Peking Chinas Kino dient der Staatsräson

Peking · Die Regierung schützt und fördert die heimische Filmindustrie, die dem Land zu mehr internationalem Einfluss verhelfen soll.

Im Juli und August hat sich an Chinas Kinokassen ein einheimischer Film auf den ersten Platz der umsatzstärksten Titel geschoben. Der Fantasy-Streifen "Monster Hunt" steuert darauf zu, über 300 Millionen Euro einzuspielen - ein China-Rekord, und auch nach internationalen Maßstäben sehr ordentlich. Bei dem spektakulären Erfolg haben jedoch staatliche Regulierungen nachgeholfen: Jeden Sommer - und im Umfeld der wichtigsten Feiertage - dürfen die Kinos kaum ausländische Filme zeigen. Das soll den chinesischen Eigenproduktionen einen Schub geben. Offenbar funktioniert das blendend - "Monster Hunt" hat genau in den Juli-Wochen abgehoben, als die lästige Konkurrenz der Hollywood-Produktionen ausgeschaltet war.

Die Schaffung geschützter Zonen für chinesische Filme ist Teil einer groß angelegten Strategie. Chinas Präsident Xi Jinping hat große Pläne mit der Filmindustrie seines Landes. Er hat im vergangenen Jahr mehrere Leitlinien formuliert. Vor allem verlangt Xi eine höhere Qualität der Eigenproduktionen, damit diese auch international eine Chance haben. Damit soll China international mehr "Softpower" entfalten, also emotionalen Einfluss in anderen Ländern.

Zugleich hat Xi bei einem viel beachteten Symposium mit Kulturschaffenden Vorgaben gemacht, die diesem Ziel zum Teil widersprechen. Die Filme müssen ideologisch auf Linie bleiben: "Die Kunst dient dem Sozialismus." Diese Formel bedeutet im Klartext: Sie sollen den Machterhalt der Kommunistischen Partei stützen und sich der Zensur unterwerfen.

Chinas Drehbuchautoren und Regisseure arbeiten also weiterhin in einem geistigen Korsett. Die staatlichen Wächter in der State Administration of Press, Publication, Radio, Film and Television sind allmächtig. Sie maßen sich nicht nur an, die Leinwand von politische Botschaften oder Anspielungen frei zu halten. Ihre Eingriffe gehen häufig sehr viel weiter. Aus dem deutsch-amerikanischen Film "Cloud Atlas" haben sie beispielsweise 38 Minuten herausgeschnitten, darunter etwa alle Szenen, in denen Homosexualität vorkommt.

→ Datenzeilen:
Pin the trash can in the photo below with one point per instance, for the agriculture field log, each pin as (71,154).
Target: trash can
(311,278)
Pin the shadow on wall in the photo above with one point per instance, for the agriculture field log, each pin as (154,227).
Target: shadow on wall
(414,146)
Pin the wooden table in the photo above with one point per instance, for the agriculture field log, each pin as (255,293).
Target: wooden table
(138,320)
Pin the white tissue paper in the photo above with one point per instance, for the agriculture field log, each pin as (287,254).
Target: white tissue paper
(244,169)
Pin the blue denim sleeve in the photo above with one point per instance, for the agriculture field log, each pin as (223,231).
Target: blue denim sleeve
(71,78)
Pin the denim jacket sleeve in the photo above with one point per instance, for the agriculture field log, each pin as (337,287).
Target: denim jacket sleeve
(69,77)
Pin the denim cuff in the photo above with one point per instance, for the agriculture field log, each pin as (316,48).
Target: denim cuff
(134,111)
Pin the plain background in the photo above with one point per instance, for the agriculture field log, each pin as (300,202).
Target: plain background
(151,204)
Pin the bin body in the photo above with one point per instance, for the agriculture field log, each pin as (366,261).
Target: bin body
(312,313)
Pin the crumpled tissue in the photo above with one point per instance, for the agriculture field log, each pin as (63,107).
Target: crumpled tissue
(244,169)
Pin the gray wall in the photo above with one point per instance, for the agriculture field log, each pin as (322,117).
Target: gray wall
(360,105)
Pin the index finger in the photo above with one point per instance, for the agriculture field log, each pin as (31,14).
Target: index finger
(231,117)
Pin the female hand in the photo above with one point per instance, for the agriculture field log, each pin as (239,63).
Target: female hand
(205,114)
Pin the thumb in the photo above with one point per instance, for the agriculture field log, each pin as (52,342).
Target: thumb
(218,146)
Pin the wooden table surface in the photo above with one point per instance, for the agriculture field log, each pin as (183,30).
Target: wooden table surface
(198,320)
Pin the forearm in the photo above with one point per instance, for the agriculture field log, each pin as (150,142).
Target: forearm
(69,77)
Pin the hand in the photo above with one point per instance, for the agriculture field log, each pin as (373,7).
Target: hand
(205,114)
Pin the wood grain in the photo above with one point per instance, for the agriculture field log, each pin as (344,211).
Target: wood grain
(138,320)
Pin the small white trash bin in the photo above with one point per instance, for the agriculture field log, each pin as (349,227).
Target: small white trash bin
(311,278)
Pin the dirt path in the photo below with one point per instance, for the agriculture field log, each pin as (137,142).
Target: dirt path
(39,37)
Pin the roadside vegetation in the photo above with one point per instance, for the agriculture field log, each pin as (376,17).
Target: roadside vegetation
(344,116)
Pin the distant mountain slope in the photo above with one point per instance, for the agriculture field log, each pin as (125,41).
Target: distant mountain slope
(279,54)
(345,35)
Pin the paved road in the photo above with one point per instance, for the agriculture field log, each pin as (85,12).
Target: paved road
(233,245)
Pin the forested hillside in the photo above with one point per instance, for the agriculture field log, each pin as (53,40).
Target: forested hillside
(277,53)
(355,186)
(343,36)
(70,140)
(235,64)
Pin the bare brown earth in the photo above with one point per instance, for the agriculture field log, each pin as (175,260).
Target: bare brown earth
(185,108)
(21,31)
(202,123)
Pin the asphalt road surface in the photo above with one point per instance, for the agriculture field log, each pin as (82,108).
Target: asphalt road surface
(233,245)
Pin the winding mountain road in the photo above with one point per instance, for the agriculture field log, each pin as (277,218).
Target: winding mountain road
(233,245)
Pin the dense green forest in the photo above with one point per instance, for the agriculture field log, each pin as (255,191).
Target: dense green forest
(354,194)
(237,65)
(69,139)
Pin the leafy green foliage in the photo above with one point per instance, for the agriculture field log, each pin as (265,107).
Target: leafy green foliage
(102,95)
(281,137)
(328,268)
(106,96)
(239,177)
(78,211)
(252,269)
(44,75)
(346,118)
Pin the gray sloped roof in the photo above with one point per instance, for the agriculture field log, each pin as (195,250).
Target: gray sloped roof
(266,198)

...

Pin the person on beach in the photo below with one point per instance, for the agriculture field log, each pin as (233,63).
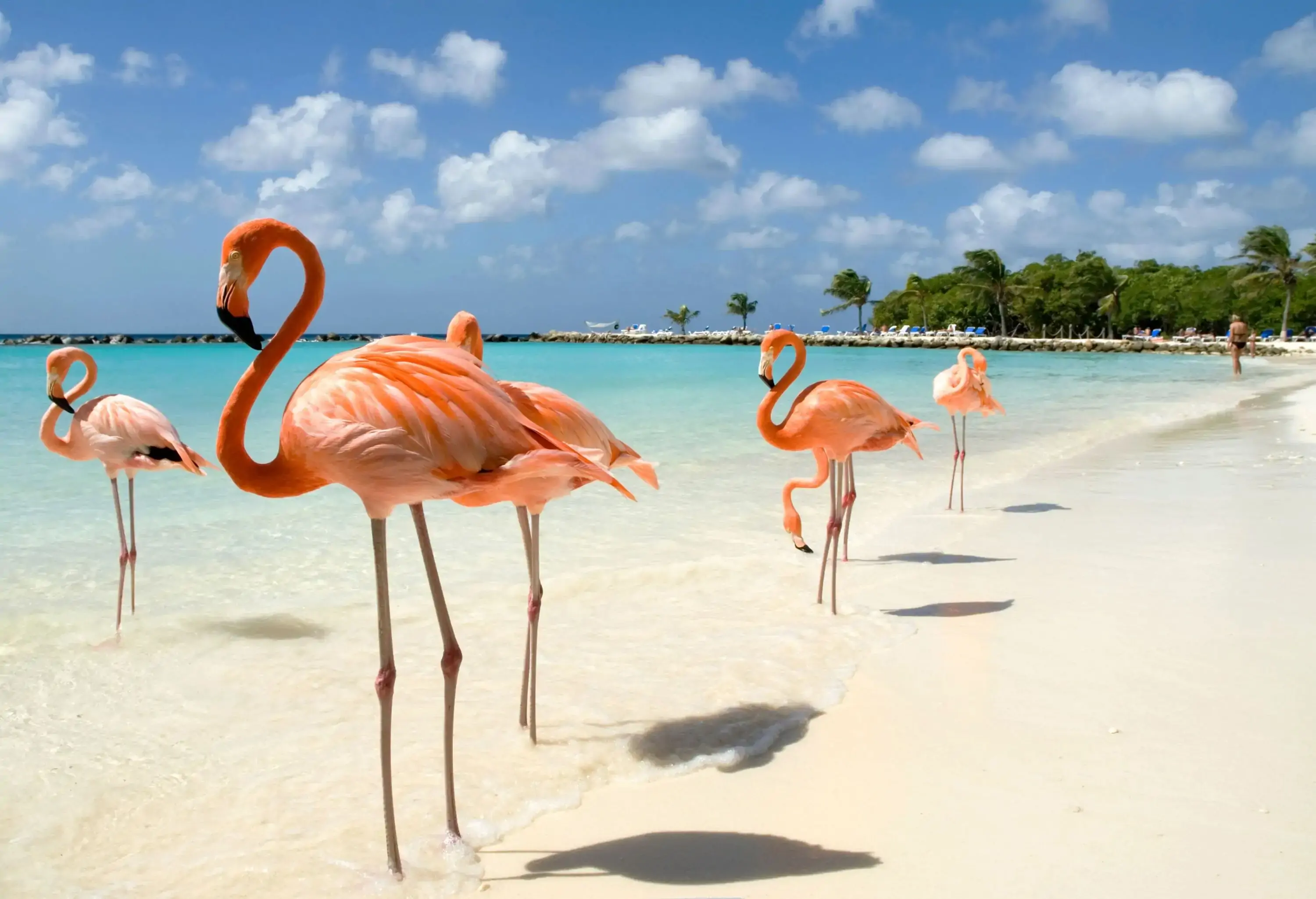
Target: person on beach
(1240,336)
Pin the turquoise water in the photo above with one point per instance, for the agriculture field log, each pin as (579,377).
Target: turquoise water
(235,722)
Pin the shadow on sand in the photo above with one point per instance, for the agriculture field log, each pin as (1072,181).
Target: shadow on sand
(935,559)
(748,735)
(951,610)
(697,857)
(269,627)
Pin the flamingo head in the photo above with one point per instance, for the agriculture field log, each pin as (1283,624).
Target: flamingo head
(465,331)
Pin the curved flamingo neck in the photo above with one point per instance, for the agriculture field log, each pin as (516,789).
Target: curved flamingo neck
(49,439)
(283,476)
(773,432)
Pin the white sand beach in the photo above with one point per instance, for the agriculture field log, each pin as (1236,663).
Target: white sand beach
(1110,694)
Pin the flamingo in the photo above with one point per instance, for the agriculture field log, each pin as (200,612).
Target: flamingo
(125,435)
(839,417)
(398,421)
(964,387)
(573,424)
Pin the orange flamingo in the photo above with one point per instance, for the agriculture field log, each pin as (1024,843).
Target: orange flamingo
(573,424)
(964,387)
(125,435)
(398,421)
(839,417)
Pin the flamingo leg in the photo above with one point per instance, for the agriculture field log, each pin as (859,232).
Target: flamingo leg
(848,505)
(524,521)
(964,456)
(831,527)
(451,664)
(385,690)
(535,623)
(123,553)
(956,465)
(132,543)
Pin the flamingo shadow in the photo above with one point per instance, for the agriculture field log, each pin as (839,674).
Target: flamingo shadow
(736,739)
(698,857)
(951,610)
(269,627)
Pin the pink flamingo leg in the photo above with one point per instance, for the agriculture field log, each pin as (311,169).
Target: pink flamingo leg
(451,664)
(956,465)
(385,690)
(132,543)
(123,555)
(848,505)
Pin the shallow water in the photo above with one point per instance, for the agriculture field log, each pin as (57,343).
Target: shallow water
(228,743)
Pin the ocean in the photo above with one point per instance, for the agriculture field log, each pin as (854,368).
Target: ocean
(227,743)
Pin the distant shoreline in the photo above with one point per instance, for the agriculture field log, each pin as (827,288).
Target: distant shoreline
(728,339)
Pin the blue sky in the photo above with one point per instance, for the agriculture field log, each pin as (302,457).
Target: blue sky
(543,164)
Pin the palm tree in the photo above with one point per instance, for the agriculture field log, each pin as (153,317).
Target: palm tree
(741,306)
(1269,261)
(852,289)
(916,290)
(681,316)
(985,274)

→ Aufgaben:
• 1. Beantworte kurz nach dem Dokumenttext:
(a) Wie viel Geld soll „Monster Hunt“ einspielen?
(b) Welche Formel hat Xi Jinping beim Symposium mit Kulturschaffenden ausgegeben?
(c) Wie viele Minuten wurden aus „Cloud Atlas“ herausgeschnitten?
• 2. Übersetze diesen Satz aus dem Dokumenttext ins Englische: „Chinas Präsident Xi Jinping hat große Pläne mit der Filmindustrie seines Landes.“
• 3. Setze den Dokumenttext über Chinas Filmindustrie nach seinem letzten Satz fort.

→ Antworten:
• 1.
(a) Über 300 Millionen Euro.
(b) „Die Kunst dient dem Sozialismus.“
(c) 38 Minuten.

• 2. China's President Xi Jinping has big plans for his country's film industry.

• 3.
Doch das hindert Chinas Filmindustrie in der Praxis nicht daran, gewaltige Zuschauerzahlen und hohe Gewinne einzufahren. Denn die Mehrheit des Publikums schert sich kein bisschen um Politik. Sie will einfach nur ein möglichst lautes und prächtiges Spektakel. Ein endlose Folge von historisch-fantastischen Kung-Fu-Filmen mit mäßiger 3D-Tricktechnik bedient diese Nachfrage. Und nirgendwo stößt das Angebot auf so viel potenzielle Interessenten wie hier: In zwei Jahren wird der Filmmarkt in China jenen in den USA überholen, wie das Forschungshaus EntGroup prognostiziert. Allein im Juli haben Chinas Kinos 160 Millionen Besucher gezählt, das Wachstum liegt bei rund 30 Prozent. Der Umsatz wird in diesem Jahr zwischen fünf und sechs Milliarden Euro liegen.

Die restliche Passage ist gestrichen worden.